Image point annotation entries

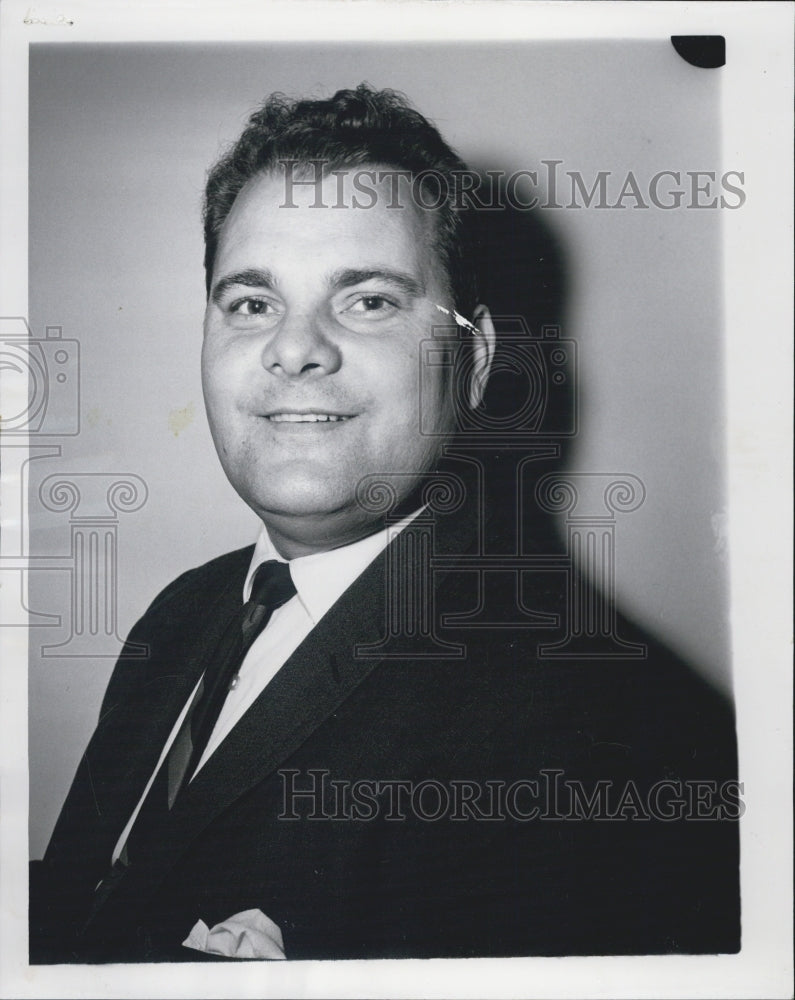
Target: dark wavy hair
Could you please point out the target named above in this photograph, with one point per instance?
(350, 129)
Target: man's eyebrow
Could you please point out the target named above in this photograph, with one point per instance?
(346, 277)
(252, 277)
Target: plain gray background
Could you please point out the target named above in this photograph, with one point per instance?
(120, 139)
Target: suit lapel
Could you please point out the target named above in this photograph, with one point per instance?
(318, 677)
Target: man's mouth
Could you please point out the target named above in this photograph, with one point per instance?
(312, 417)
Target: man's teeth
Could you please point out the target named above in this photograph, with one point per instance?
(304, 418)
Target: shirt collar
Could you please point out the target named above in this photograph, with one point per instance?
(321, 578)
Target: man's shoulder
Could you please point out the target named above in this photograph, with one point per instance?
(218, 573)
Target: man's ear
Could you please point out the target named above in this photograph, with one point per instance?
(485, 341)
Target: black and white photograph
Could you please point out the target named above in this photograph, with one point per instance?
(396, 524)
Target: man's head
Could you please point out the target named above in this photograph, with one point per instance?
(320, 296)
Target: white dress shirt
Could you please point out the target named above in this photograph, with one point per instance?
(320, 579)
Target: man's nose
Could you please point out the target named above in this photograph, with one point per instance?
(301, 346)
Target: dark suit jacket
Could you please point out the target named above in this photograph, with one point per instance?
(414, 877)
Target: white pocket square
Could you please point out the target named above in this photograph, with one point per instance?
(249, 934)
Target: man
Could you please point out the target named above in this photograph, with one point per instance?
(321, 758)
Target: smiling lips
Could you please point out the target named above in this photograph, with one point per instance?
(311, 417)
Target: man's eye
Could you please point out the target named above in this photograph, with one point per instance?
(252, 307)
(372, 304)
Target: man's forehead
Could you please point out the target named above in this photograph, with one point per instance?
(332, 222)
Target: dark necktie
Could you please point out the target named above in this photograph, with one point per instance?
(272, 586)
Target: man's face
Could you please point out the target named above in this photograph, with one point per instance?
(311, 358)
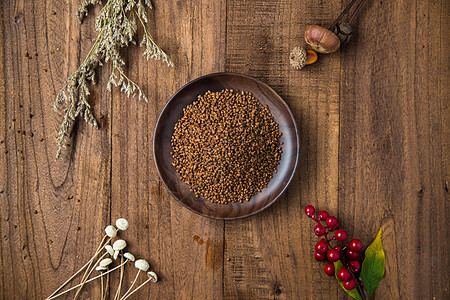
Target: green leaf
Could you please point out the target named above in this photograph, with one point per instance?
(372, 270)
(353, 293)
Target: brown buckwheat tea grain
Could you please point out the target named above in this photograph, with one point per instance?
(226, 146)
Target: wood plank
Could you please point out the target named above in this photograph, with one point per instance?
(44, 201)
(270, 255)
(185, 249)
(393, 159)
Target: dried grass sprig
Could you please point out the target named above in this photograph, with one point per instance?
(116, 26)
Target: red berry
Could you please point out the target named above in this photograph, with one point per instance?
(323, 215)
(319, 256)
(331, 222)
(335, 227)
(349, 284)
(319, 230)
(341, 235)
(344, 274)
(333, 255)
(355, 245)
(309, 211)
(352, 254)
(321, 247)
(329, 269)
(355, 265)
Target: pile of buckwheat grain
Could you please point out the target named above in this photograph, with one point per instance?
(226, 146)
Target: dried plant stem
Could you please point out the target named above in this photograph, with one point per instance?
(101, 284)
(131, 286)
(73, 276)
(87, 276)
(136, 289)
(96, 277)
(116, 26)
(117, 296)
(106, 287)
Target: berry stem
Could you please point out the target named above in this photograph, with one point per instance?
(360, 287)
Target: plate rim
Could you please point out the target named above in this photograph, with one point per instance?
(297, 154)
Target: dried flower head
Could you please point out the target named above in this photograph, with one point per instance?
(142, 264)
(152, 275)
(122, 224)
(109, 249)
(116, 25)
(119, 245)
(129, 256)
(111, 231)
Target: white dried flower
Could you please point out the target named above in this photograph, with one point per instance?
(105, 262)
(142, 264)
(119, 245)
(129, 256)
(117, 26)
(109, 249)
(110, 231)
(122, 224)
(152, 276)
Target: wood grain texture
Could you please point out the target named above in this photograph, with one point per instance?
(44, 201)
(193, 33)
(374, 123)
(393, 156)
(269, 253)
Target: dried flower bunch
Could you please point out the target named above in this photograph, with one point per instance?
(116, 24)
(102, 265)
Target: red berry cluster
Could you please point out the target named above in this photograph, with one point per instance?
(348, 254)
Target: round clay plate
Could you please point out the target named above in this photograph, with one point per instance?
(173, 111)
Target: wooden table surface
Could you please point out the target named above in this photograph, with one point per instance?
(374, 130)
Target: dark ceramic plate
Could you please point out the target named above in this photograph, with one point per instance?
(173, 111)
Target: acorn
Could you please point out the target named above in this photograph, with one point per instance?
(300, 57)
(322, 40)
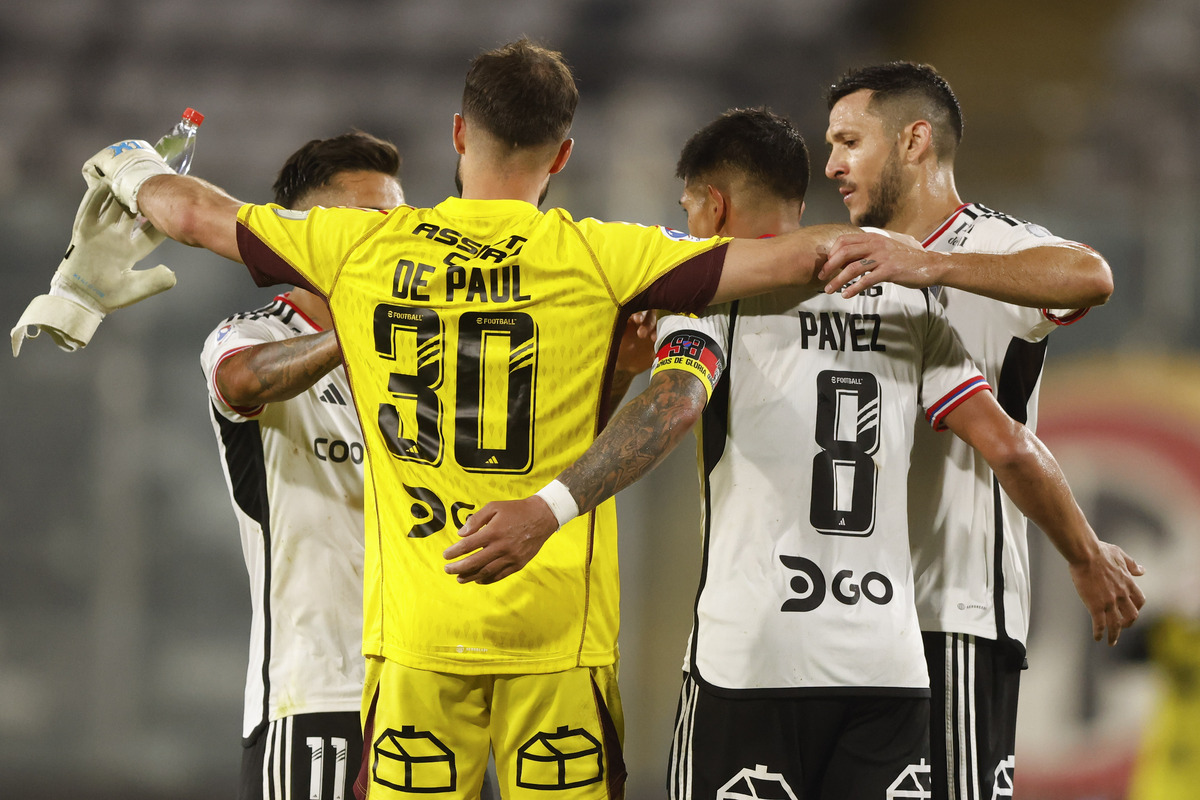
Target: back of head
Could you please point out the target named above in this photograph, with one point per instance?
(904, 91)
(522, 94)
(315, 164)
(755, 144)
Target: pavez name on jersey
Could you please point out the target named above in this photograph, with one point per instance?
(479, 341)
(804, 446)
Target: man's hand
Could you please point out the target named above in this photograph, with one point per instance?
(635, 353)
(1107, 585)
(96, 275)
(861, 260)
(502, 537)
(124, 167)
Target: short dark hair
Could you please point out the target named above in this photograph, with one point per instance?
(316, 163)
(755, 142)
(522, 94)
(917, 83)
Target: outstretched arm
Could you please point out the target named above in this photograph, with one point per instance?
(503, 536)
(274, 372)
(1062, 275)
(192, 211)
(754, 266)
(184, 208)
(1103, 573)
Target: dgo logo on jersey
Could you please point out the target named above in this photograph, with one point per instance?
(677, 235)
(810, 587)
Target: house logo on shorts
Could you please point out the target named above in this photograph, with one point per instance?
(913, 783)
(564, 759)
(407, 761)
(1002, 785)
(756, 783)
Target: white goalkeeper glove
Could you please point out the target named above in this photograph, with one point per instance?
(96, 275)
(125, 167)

==

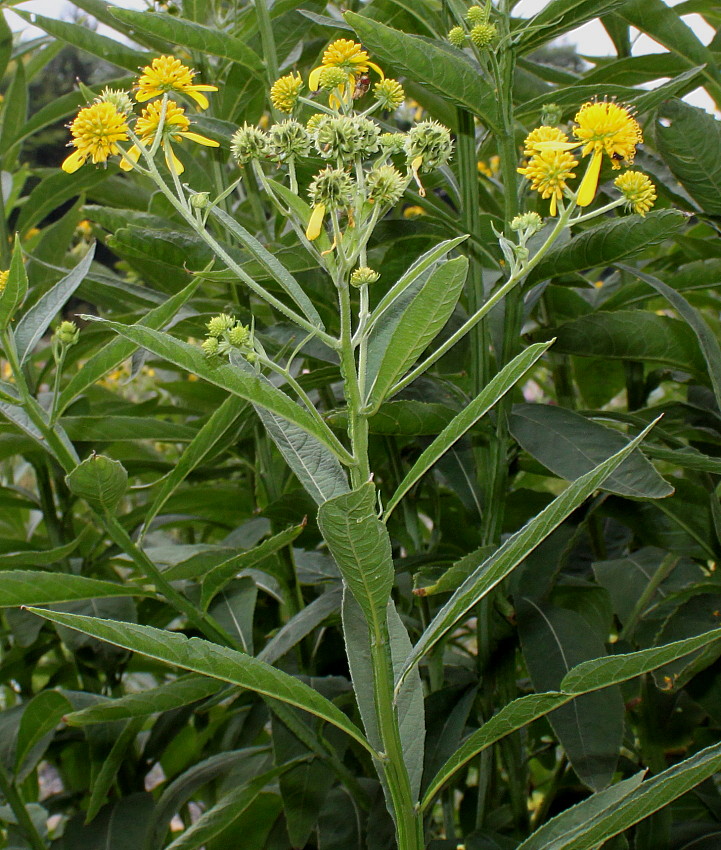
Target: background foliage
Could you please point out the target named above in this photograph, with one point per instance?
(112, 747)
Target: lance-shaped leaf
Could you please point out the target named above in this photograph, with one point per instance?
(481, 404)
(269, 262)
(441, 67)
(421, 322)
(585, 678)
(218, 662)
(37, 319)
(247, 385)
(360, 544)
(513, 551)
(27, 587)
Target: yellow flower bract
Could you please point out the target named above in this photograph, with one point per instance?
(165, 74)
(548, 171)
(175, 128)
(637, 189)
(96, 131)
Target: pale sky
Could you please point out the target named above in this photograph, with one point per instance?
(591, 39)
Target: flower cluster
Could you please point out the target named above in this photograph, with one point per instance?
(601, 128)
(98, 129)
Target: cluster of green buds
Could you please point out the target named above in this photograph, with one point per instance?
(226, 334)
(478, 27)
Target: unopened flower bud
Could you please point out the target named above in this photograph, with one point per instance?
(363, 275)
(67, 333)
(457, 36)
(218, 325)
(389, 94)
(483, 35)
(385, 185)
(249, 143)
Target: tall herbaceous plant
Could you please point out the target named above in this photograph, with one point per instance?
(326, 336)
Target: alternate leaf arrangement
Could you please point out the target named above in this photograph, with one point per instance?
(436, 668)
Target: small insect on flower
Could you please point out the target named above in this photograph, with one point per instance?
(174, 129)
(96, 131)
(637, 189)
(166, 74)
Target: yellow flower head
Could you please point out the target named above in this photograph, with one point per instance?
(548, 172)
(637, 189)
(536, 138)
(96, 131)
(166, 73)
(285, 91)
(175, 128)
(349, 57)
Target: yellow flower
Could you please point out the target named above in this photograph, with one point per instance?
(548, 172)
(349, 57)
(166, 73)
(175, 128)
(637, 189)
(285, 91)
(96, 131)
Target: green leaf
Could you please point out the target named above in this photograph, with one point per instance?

* * *

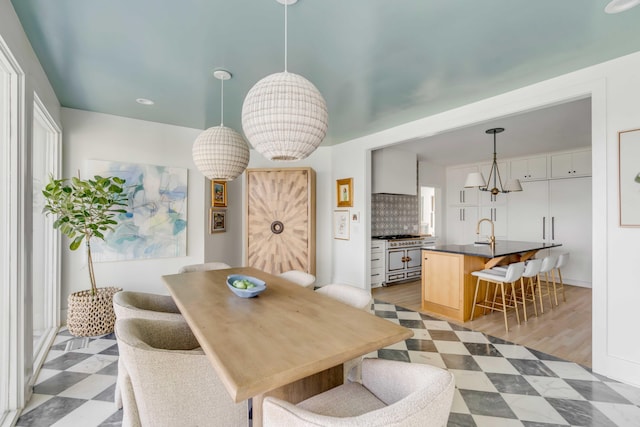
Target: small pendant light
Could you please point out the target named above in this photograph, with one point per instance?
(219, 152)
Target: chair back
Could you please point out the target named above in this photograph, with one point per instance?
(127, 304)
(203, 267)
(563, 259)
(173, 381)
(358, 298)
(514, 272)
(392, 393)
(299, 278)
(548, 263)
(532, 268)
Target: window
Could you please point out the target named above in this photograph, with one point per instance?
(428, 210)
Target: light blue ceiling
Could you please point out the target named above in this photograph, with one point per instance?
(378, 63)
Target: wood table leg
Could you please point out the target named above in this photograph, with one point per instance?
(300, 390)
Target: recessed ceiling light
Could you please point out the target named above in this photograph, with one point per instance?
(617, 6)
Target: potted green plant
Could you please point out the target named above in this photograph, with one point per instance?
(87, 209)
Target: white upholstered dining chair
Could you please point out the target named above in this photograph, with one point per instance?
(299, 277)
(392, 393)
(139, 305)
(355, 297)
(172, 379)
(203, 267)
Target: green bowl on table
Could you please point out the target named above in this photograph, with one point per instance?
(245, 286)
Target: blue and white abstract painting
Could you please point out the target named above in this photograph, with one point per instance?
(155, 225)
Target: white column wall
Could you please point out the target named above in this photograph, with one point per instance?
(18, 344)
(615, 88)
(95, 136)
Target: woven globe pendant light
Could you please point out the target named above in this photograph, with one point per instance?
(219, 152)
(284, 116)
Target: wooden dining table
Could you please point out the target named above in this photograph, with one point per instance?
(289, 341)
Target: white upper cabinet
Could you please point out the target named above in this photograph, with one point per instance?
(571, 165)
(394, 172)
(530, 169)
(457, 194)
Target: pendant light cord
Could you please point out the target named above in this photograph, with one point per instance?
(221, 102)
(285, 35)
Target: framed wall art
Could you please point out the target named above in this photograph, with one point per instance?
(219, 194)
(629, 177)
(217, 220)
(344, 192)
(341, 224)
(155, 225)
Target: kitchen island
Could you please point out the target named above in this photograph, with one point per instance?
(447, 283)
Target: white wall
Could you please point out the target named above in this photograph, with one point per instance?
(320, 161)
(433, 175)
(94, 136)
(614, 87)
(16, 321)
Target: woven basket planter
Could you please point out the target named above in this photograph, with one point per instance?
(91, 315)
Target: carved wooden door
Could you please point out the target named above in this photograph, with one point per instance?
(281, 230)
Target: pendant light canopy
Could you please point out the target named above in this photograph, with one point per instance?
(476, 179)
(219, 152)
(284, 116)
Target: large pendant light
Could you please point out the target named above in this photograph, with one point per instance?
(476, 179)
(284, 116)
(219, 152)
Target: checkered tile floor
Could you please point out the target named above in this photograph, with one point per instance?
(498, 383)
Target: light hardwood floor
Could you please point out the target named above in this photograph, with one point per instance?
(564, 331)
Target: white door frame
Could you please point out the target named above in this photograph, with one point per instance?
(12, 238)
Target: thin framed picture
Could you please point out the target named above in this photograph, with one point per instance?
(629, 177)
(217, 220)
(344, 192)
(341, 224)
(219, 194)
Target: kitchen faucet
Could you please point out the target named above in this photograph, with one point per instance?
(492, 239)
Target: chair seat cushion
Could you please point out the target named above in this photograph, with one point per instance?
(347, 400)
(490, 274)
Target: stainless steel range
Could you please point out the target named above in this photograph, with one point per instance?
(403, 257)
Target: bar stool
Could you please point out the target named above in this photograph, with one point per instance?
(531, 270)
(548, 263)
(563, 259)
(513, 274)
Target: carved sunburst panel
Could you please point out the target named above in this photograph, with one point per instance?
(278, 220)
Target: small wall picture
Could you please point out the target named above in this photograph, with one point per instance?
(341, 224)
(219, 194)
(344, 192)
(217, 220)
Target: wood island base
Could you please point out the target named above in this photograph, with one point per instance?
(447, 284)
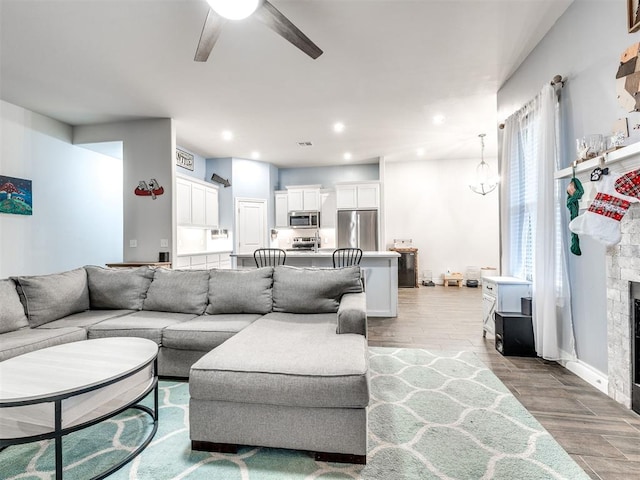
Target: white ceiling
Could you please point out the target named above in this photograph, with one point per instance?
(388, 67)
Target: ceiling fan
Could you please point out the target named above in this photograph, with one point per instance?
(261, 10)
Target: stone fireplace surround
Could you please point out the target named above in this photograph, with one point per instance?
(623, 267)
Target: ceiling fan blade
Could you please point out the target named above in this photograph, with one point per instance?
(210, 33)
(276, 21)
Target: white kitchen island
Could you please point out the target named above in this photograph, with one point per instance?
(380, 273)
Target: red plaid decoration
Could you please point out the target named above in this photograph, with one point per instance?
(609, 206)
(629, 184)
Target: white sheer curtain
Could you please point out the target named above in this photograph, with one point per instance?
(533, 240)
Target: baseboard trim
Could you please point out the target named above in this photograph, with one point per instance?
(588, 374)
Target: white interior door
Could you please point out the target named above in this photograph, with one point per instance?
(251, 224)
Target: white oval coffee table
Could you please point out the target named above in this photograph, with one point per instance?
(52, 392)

*What to produce*
Locate every line in the entries above that contains the word "grain", treating uppercase and lowercase as different, and copy each of those lines in full.

*Response to this exercise*
Target: brown buckwheat tea grain
Target: pile of buckwheat grain
Target: wood grain texture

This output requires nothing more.